INFORMATION SUPPLIED:
───

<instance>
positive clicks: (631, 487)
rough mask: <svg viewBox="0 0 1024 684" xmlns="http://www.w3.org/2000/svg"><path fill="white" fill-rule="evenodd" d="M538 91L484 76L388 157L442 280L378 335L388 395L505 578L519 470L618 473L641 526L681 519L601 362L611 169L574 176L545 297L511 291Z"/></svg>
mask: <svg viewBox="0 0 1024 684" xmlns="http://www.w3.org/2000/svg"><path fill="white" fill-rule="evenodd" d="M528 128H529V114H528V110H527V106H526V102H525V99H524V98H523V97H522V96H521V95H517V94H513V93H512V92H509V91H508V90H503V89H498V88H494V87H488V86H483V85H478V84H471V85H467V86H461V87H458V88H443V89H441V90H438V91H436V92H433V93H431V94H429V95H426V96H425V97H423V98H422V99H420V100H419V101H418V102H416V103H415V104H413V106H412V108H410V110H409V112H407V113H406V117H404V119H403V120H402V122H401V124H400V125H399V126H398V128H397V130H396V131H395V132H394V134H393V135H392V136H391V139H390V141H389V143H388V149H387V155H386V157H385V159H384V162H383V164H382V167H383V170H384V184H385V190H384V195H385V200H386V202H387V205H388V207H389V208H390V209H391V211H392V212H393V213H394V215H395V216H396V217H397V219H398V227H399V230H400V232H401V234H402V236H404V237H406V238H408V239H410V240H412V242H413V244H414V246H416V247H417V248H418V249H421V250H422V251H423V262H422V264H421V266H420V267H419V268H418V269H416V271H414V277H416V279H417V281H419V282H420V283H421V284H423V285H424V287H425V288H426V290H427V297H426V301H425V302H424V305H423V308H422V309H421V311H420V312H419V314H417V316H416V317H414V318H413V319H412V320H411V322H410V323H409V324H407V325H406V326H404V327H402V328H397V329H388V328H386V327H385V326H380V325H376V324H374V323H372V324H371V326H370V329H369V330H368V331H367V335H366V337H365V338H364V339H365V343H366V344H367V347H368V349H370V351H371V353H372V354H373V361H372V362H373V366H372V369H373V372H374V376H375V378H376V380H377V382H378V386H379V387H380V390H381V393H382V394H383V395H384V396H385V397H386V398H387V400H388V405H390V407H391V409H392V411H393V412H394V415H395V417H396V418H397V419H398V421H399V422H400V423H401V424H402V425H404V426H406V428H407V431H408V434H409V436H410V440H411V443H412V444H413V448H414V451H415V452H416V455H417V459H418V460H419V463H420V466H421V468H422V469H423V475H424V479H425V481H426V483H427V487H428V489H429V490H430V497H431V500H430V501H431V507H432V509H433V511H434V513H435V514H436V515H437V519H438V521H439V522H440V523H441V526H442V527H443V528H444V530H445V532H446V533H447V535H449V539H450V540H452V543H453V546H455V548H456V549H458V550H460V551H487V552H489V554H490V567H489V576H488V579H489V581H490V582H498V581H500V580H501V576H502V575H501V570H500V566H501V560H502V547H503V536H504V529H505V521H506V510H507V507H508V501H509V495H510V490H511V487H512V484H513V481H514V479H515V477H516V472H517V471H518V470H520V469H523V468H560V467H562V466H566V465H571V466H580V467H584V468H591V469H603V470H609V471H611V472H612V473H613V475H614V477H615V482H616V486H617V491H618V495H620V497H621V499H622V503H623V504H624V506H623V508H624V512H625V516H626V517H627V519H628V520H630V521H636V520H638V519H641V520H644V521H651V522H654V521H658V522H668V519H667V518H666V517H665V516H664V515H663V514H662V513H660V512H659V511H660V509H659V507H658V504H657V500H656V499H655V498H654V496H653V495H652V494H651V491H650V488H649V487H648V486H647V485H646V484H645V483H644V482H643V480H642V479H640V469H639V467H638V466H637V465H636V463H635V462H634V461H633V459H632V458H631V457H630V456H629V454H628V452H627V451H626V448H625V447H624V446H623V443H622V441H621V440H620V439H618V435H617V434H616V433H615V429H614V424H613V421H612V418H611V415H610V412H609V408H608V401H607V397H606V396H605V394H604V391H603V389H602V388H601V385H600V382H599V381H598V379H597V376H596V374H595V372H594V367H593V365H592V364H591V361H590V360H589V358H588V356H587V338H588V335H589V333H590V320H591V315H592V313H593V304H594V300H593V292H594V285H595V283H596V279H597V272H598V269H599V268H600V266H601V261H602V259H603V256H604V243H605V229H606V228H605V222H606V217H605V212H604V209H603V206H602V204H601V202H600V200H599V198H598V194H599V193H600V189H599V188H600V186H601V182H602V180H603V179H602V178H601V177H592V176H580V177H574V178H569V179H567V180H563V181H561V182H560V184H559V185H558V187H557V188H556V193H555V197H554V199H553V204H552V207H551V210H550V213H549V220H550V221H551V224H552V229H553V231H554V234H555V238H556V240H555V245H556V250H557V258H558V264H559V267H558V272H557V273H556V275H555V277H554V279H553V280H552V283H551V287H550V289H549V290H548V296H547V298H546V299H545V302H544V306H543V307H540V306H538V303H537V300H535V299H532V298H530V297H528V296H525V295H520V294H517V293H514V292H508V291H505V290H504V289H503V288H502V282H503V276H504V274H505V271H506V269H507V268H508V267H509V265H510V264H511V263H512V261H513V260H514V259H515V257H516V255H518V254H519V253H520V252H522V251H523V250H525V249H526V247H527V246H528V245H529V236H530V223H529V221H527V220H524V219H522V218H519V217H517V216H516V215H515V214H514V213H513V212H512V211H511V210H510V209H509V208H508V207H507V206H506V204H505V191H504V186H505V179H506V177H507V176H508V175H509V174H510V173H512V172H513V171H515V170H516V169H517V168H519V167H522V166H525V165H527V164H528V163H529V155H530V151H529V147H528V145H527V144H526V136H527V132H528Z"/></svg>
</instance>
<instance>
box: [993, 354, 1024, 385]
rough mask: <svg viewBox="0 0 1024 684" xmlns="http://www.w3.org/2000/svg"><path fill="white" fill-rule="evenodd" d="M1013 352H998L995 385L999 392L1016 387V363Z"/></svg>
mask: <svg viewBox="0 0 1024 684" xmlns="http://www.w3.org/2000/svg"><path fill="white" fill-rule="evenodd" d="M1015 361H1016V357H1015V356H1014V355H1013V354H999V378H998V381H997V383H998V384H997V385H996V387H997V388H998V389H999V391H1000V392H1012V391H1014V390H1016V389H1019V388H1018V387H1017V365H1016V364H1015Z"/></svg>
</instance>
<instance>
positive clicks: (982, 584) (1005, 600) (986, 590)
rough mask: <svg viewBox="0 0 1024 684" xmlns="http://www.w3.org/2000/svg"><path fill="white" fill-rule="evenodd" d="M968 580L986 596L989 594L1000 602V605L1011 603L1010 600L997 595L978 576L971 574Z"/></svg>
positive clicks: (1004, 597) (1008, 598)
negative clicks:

───

INSTRUCTIONS TO FOLLOW: Repeat the entries exactly as they appear.

TASK ANSWER:
<instance>
positive clicks: (631, 487)
rough mask: <svg viewBox="0 0 1024 684" xmlns="http://www.w3.org/2000/svg"><path fill="white" fill-rule="evenodd" d="M538 91L484 76L388 157L442 280L378 335L388 395L505 578L519 470L618 473L641 526L681 519L601 362L611 169L574 176L545 297L511 291Z"/></svg>
mask: <svg viewBox="0 0 1024 684" xmlns="http://www.w3.org/2000/svg"><path fill="white" fill-rule="evenodd" d="M528 128H529V114H528V110H527V106H526V102H525V99H524V98H523V97H522V96H521V95H517V94H513V93H512V92H509V91H508V90H503V89H498V88H494V87H488V86H483V85H478V84H471V85H467V86H461V87H458V88H443V89H441V90H438V91H436V92H433V93H431V94H429V95H426V96H425V97H423V98H422V99H420V100H419V101H418V102H416V103H415V104H413V106H412V108H410V110H409V112H407V113H406V117H404V119H403V120H402V122H401V124H400V125H399V126H398V128H397V130H396V131H395V132H394V134H393V135H392V136H391V139H390V141H389V143H388V149H387V155H386V157H385V159H384V162H383V164H382V167H383V170H384V184H385V190H384V195H385V200H386V202H387V205H388V207H389V208H390V209H391V211H392V212H393V213H394V215H395V216H396V217H397V219H398V227H399V230H400V232H401V234H402V236H404V237H406V238H408V239H410V240H412V242H413V244H414V246H416V247H417V248H418V249H421V250H422V251H423V262H422V264H421V266H420V267H419V268H418V269H416V271H414V277H416V279H417V281H419V282H420V283H421V284H423V285H424V287H425V288H426V290H427V297H426V301H425V302H424V305H423V308H422V309H421V311H420V312H419V314H417V316H416V317H414V318H413V319H412V320H411V322H410V323H409V324H407V325H406V326H404V327H402V328H397V329H388V328H386V327H385V326H380V325H376V324H374V323H372V324H371V326H370V329H369V330H368V331H367V335H366V337H365V338H364V339H365V343H366V344H367V347H368V349H370V351H371V353H372V354H373V361H372V362H373V366H372V369H373V372H374V376H375V378H376V380H377V382H378V386H379V387H380V390H381V393H382V394H383V395H384V396H385V397H386V398H387V400H388V405H390V407H391V409H392V411H393V412H394V415H395V417H396V418H397V419H398V421H399V422H400V423H401V424H402V425H404V426H406V428H407V431H408V434H409V436H410V440H411V443H412V444H413V448H414V451H415V452H416V455H417V459H418V460H419V463H420V466H421V468H422V469H423V475H424V479H425V481H426V483H427V487H428V489H429V490H430V497H431V500H430V501H431V507H432V509H433V511H434V513H435V514H436V515H437V519H438V521H439V522H440V523H441V526H442V527H443V528H444V530H445V532H446V533H447V535H449V539H450V540H452V543H453V546H455V548H456V549H458V550H460V551H487V552H489V554H490V567H489V576H488V579H489V581H490V582H498V581H500V580H501V576H502V575H501V570H500V566H501V560H502V547H503V536H504V529H505V521H506V510H507V507H508V501H509V495H510V490H511V487H512V484H513V481H514V479H515V477H516V472H517V471H518V470H520V469H523V468H560V467H562V466H566V465H571V466H580V467H584V468H591V469H603V470H609V471H611V472H612V473H613V475H614V477H615V482H616V486H617V491H618V495H620V497H621V499H622V503H623V504H624V506H623V508H624V512H625V516H626V517H627V519H628V520H630V521H636V520H638V519H641V520H644V521H651V522H654V521H658V522H668V519H667V518H666V517H665V516H664V515H663V514H662V513H660V512H659V511H660V509H659V507H658V504H657V500H656V499H655V498H654V496H653V495H652V494H651V491H650V488H649V487H648V486H647V485H646V484H645V483H644V482H643V480H642V479H640V469H639V467H638V466H637V465H636V463H635V462H634V461H633V459H632V458H631V457H630V456H629V454H628V452H627V451H626V448H625V447H624V446H623V443H622V441H621V440H620V439H618V435H617V434H616V433H615V429H614V424H613V421H612V418H611V415H610V412H609V408H608V401H607V397H606V396H605V394H604V391H603V389H602V388H601V385H600V382H599V381H598V379H597V376H596V374H595V372H594V367H593V365H592V364H591V361H590V360H589V358H588V356H587V338H588V335H589V333H590V320H591V315H592V313H593V304H594V300H593V292H594V285H595V283H596V279H597V272H598V269H599V268H600V266H601V261H602V259H603V256H604V243H605V229H606V228H605V222H606V217H605V212H604V209H603V206H602V204H601V202H600V200H599V198H598V194H599V193H600V189H599V188H600V186H601V182H602V180H603V179H602V178H601V177H592V176H580V177H574V178H569V179H567V180H563V181H561V182H560V184H559V185H558V187H557V188H556V193H555V197H554V199H553V204H552V207H551V210H550V213H549V220H550V221H551V224H552V229H553V231H554V234H555V238H556V240H555V245H556V250H557V258H558V264H559V267H558V272H557V273H556V275H555V277H554V279H553V280H552V283H551V287H550V289H549V290H548V296H547V298H546V299H545V302H544V306H543V307H540V306H538V303H537V300H535V299H532V298H530V297H528V296H525V295H520V294H517V293H514V292H508V291H505V290H504V289H503V288H502V282H503V276H504V274H505V271H506V269H507V268H508V267H509V265H510V264H511V263H512V261H513V260H514V259H515V257H516V255H518V254H519V253H520V252H522V251H523V250H525V249H526V247H527V246H528V245H529V236H530V223H529V221H527V220H524V219H522V218H519V217H517V216H516V215H515V214H514V213H513V212H512V211H511V210H510V209H509V208H508V207H507V206H506V204H505V191H504V186H505V179H506V177H507V176H508V175H509V174H510V173H512V172H513V171H515V170H516V169H517V168H519V167H522V166H525V165H527V164H528V163H529V155H530V151H529V147H528V145H527V144H526V136H527V132H528Z"/></svg>
</instance>
<instance>
box: [993, 354, 1024, 385]
rough mask: <svg viewBox="0 0 1024 684" xmlns="http://www.w3.org/2000/svg"><path fill="white" fill-rule="evenodd" d="M1013 352H998L995 385L999 392L1016 387V363Z"/></svg>
mask: <svg viewBox="0 0 1024 684" xmlns="http://www.w3.org/2000/svg"><path fill="white" fill-rule="evenodd" d="M1015 361H1016V357H1015V356H1014V355H1013V354H999V378H998V381H997V383H998V384H997V385H996V387H997V388H998V389H999V391H1000V392H1012V391H1014V390H1016V389H1019V388H1018V387H1017V365H1016V364H1015Z"/></svg>
</instance>
<instance>
positive clicks: (982, 584) (1005, 600) (986, 590)
rough mask: <svg viewBox="0 0 1024 684" xmlns="http://www.w3.org/2000/svg"><path fill="white" fill-rule="evenodd" d="M968 580L986 596L989 594L1000 602V605L1011 603L1010 600L997 595L978 576L971 574Z"/></svg>
positive clicks: (1004, 597) (1008, 598)
negative clicks:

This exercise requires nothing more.